Pointing and labeling entries
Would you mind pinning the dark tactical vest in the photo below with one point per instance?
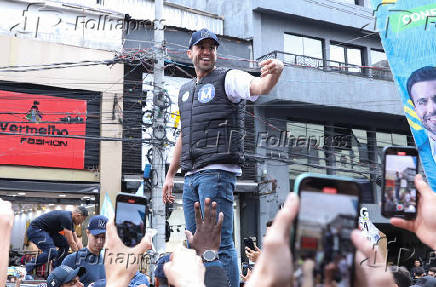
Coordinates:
(212, 126)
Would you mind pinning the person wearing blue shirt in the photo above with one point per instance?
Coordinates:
(90, 257)
(45, 230)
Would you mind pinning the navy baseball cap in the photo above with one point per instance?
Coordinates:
(97, 224)
(83, 210)
(201, 35)
(64, 274)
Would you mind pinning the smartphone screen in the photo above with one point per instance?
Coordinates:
(328, 214)
(130, 218)
(399, 191)
(248, 242)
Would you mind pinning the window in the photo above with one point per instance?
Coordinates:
(377, 57)
(305, 149)
(344, 56)
(355, 2)
(301, 46)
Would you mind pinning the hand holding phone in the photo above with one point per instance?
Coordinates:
(399, 196)
(322, 231)
(248, 242)
(130, 218)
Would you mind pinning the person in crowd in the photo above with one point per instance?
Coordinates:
(90, 257)
(6, 224)
(118, 272)
(160, 279)
(401, 276)
(417, 270)
(426, 281)
(274, 266)
(421, 87)
(210, 146)
(44, 232)
(65, 276)
(432, 271)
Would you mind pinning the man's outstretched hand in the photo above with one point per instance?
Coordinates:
(208, 233)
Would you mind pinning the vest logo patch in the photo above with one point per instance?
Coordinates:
(206, 93)
(185, 96)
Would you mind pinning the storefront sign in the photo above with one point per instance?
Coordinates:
(39, 130)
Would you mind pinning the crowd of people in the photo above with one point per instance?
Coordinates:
(274, 264)
(210, 154)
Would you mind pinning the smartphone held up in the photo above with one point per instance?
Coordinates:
(322, 231)
(130, 218)
(399, 195)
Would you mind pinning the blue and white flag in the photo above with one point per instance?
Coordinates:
(408, 32)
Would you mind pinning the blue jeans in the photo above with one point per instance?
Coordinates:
(47, 242)
(218, 185)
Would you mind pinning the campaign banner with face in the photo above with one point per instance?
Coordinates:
(41, 130)
(407, 30)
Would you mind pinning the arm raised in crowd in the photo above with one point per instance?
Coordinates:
(370, 266)
(167, 190)
(6, 223)
(425, 223)
(274, 265)
(70, 239)
(186, 267)
(270, 73)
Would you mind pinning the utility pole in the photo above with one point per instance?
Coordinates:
(159, 131)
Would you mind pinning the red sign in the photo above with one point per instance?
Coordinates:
(39, 130)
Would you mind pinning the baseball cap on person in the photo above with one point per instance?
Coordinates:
(64, 274)
(201, 35)
(83, 210)
(97, 224)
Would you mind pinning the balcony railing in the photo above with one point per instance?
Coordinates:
(380, 73)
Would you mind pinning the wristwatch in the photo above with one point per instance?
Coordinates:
(210, 255)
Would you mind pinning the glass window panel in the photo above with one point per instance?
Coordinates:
(348, 1)
(293, 44)
(354, 57)
(337, 53)
(301, 46)
(377, 56)
(399, 140)
(312, 47)
(383, 139)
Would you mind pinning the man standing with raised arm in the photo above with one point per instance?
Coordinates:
(209, 149)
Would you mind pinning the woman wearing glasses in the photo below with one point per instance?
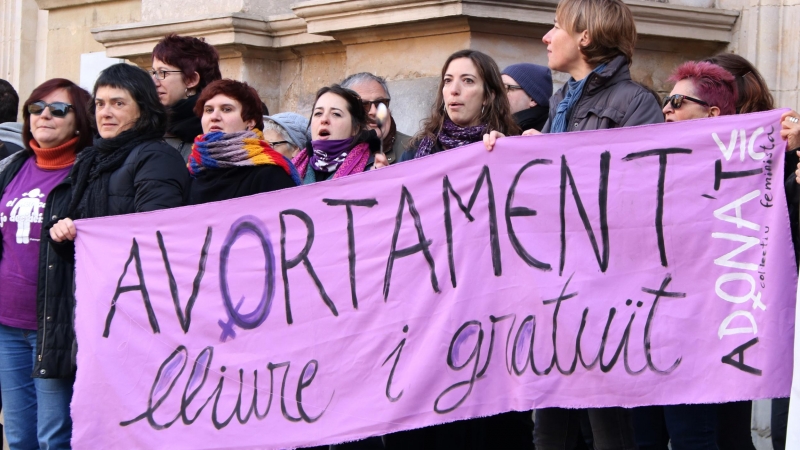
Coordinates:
(232, 159)
(339, 138)
(287, 133)
(182, 67)
(701, 90)
(36, 331)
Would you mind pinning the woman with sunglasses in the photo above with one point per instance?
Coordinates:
(701, 90)
(340, 143)
(232, 159)
(182, 67)
(36, 331)
(129, 168)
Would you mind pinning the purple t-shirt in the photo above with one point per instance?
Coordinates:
(21, 211)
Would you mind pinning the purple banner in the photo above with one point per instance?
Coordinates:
(650, 265)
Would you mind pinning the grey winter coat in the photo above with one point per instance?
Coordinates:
(610, 99)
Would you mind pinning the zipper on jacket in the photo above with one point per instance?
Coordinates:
(46, 282)
(570, 125)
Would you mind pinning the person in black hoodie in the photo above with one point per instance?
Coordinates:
(232, 159)
(528, 88)
(182, 67)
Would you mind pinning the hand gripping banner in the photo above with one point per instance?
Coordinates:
(642, 266)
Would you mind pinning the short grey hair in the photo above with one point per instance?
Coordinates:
(271, 125)
(363, 77)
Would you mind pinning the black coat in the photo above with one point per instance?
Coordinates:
(610, 99)
(54, 300)
(152, 177)
(183, 126)
(223, 184)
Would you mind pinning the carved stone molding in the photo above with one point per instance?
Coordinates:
(232, 34)
(356, 21)
(59, 4)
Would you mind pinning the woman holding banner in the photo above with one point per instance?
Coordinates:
(470, 102)
(701, 90)
(340, 141)
(182, 67)
(36, 330)
(232, 159)
(129, 168)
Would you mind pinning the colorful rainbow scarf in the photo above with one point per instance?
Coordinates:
(219, 150)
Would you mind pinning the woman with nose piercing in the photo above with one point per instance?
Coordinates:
(232, 159)
(339, 135)
(471, 101)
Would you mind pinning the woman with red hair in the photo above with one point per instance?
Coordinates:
(232, 159)
(701, 90)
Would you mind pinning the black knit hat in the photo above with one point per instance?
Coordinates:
(534, 79)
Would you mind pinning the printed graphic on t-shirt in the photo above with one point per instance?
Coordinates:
(24, 212)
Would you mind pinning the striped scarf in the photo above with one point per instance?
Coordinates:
(219, 150)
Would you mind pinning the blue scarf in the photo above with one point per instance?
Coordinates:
(564, 108)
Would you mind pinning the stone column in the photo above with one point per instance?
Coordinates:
(69, 23)
(769, 37)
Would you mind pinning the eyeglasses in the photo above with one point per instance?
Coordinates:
(368, 104)
(676, 101)
(57, 109)
(161, 74)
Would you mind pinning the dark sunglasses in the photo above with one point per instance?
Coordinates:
(57, 109)
(368, 104)
(676, 101)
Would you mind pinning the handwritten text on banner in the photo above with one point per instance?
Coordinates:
(628, 267)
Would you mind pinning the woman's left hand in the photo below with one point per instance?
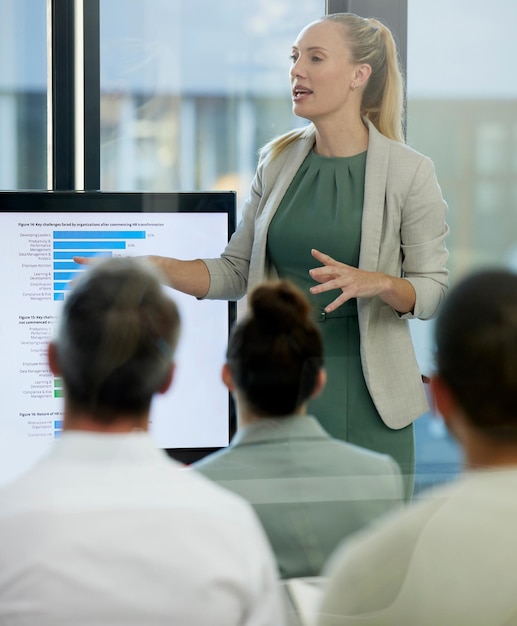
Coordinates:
(357, 283)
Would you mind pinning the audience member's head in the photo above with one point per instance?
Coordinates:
(115, 342)
(275, 355)
(476, 358)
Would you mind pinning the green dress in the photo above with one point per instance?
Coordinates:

Exercise brief: Write every line of the rows above as a JSON list of strings, one string per line, omitting blank lines. Leave the pictures out.

Solution for this exercise:
[
  "Would you mind pinning the dark tactical vest in the photo below with one point per instance?",
  "Coordinates:",
  "(212, 126)",
  "Would you mind pinning the person wearing blue shirt in the photo above with one point per instance?",
  "Coordinates:",
  "(90, 257)",
  "(45, 230)",
  "Would you mind pinning the navy baseball cap in the photo above with one point per instance?",
  "Coordinates:",
  "(97, 224)",
  "(83, 210)",
  "(201, 35)",
  "(64, 274)",
  "Would you mind pinning the smartphone screen in the photo above with one point per instance?",
  "Coordinates:",
  "(328, 214)",
  "(130, 218)",
  "(399, 191)",
  "(248, 242)",
  "Would you mind pinning the window in the photo above with one point per instance?",
  "Coordinates:",
  "(377, 57)",
  "(305, 149)",
  "(344, 56)",
  "(355, 2)",
  "(301, 46)",
  "Would you mind pinning the hand holding phone in the photo above with one point per instance?",
  "Coordinates:",
  "(399, 196)",
  "(322, 231)",
  "(248, 242)",
  "(130, 218)",
  "Would you mind pinning the person in crowd in the photo above with one point per instance?",
  "Coordinates:",
  "(90, 257)",
  "(6, 224)",
  "(118, 272)",
  "(160, 279)",
  "(401, 276)",
  "(417, 270)",
  "(426, 281)",
  "(274, 266)",
  "(421, 87)",
  "(210, 146)",
  "(44, 232)",
  "(65, 276)",
  "(432, 271)",
  "Would you mind pinning the man's outstretched hand in the photo above with one point per instance?",
  "Coordinates:",
  "(208, 233)",
  "Would you mind pinning the vest logo patch in the photo above with one point per instance?",
  "Coordinates:",
  "(206, 93)",
  "(185, 96)",
  "Would you mind pinning the storefront sign in the photo above with one point per instance?",
  "Coordinates:",
  "(39, 130)",
  "Would you mind pinning the crowd of people in the photo above with one point per instance?",
  "Coordinates:",
  "(274, 264)",
  "(210, 154)",
  "Would you mind pinning the smartphone held up in the photo above with one point per instance?",
  "Coordinates:",
  "(322, 231)",
  "(130, 218)",
  "(399, 195)",
  "Would you mind pinning the blue and white flag in the photo above with one point per instance?",
  "Coordinates:",
  "(408, 32)",
  "Would you mind pinning the blue jeans in the photo above with one point per instance?",
  "Coordinates:",
  "(47, 242)",
  "(218, 185)",
  "Would you mind pinning the campaign banner with face in the photo above with one point per instance?",
  "Coordinates:",
  "(41, 130)",
  "(407, 30)",
  "Would you mind pinning the arm raised in crowd in the photo above with one point per instance?",
  "Coordinates:",
  "(370, 266)",
  "(167, 190)",
  "(6, 223)",
  "(425, 223)",
  "(274, 265)",
  "(70, 239)",
  "(186, 267)",
  "(270, 73)",
  "Would you mind pinning the utility pole in the photo above with one point per instance?",
  "Coordinates:",
  "(159, 131)",
  "Would you mind pinning the red sign in the photo above with one point per instance?",
  "Coordinates:",
  "(39, 130)",
  "Would you mind pinning the baseball cap on person in the photo above with one point per instance?",
  "Coordinates:",
  "(64, 274)",
  "(201, 35)",
  "(83, 210)",
  "(97, 224)",
  "Would you mind pinning the balcony railing in the photo above with one point per instance?",
  "Coordinates:",
  "(380, 73)",
  "Would you mind pinning the wristwatch in the photo above with one point per instance?",
  "Coordinates:",
  "(210, 255)",
  "Would you mind pinning the glass window panel in the photo above with one point per instance?",
  "Coordinates:",
  "(348, 1)",
  "(293, 44)",
  "(354, 57)",
  "(337, 53)",
  "(301, 46)",
  "(377, 56)",
  "(399, 140)",
  "(312, 47)",
  "(383, 139)",
  "Would you mind pinning the man standing with raised arm in the photo above with one point per instance?",
  "Coordinates:",
  "(209, 149)",
  "Would you mind pinning the woman wearing glasses in the photo below with one point per instance?",
  "Coordinates:",
  "(232, 159)",
  "(339, 138)",
  "(287, 133)",
  "(182, 67)",
  "(701, 90)",
  "(36, 331)",
  "Would you mind pinning the woman with sunglasses in the photo above with one point per instance?",
  "Coordinates:",
  "(701, 90)",
  "(340, 143)",
  "(232, 159)",
  "(182, 67)",
  "(36, 331)",
  "(129, 168)",
  "Would you mind pinning the purple t-shirt in the photo above with one point per instance?",
  "Coordinates:",
  "(21, 211)",
  "Would you mind pinning the purple banner in the photo above with one point per instance?",
  "Coordinates:",
  "(650, 265)",
  "Would you mind pinning the grey winter coat in the photo above with one point per instance?",
  "Coordinates:",
  "(610, 99)",
  "Would you mind pinning the zipper on jacket in the photo above with one point per instance?",
  "Coordinates:",
  "(46, 282)",
  "(570, 125)",
  "Would you mind pinning the person in black hoodie in the photo above with one point per instance?",
  "Coordinates:",
  "(232, 159)",
  "(528, 88)",
  "(182, 67)",
  "Would you mind pinning the hand gripping banner in the photo above with one point per instance?",
  "Coordinates:",
  "(642, 266)",
  "Would you mind pinning the short grey hair in the photo above with one point per instance?",
  "Coordinates:",
  "(271, 125)",
  "(363, 77)",
  "Would you mind pinning the black coat in the photo above with one point per instance?",
  "Coordinates:",
  "(610, 99)",
  "(54, 300)",
  "(152, 177)",
  "(183, 126)",
  "(223, 184)",
  "Would you mind pinning the carved stone molding in the photo above with one point per instance?",
  "Coordinates:",
  "(232, 34)",
  "(356, 21)",
  "(59, 4)",
  "Would you mind pinning the woman holding banner in the photo above with one point per instance?",
  "Coordinates:",
  "(470, 102)",
  "(701, 90)",
  "(340, 141)",
  "(182, 67)",
  "(36, 330)",
  "(232, 159)",
  "(129, 168)",
  "Would you mind pinning the colorful rainbow scarf in the photo above with one point per instance?",
  "Coordinates:",
  "(219, 150)",
  "Would you mind pinning the woman with nose piercing in the photo above with one point per instance?",
  "Coordinates:",
  "(232, 159)",
  "(339, 135)",
  "(471, 101)",
  "Would you mind pinning the woman with red hair in the photo above with one point per instance?",
  "Coordinates:",
  "(232, 159)",
  "(701, 90)",
  "Would you mind pinning the black knit hat in the photo above with one point per instance?",
  "Coordinates:",
  "(534, 79)",
  "Would you mind pinning the printed graphic on t-shirt in the photo above with one point per instance?",
  "Coordinates:",
  "(24, 212)",
  "Would you mind pinning the striped scarf in the photo above with one point per instance?",
  "Coordinates:",
  "(219, 150)",
  "Would you mind pinning the blue scarf in the photo above with one point per instance?",
  "Coordinates:",
  "(564, 108)",
  "Would you mind pinning the stone column in the photo above with one point per instance?",
  "Coordinates:",
  "(69, 23)",
  "(769, 37)",
  "Would you mind pinning the eyeglasses in the photo above with one point per instance?",
  "Coordinates:",
  "(368, 104)",
  "(676, 101)",
  "(57, 109)",
  "(161, 74)",
  "Would you mind pinning the dark sunglasses in the photo above with one point per instance?",
  "Coordinates:",
  "(57, 109)",
  "(368, 104)",
  "(676, 101)",
  "Would you mind pinning the handwritten text on banner in the photo above with one point per instance?",
  "Coordinates:",
  "(628, 267)",
  "Would you mind pinning the woman's left hand in the photo below with one point per instance?",
  "Coordinates:",
  "(357, 283)",
  "Would you mind pinning the audience member's head in the photo above with one point per instance?",
  "Coordinates:",
  "(115, 342)",
  "(275, 355)",
  "(476, 358)",
  "Would you mind pinning the green dress in the photo above with one point per instance?",
  "Coordinates:"
]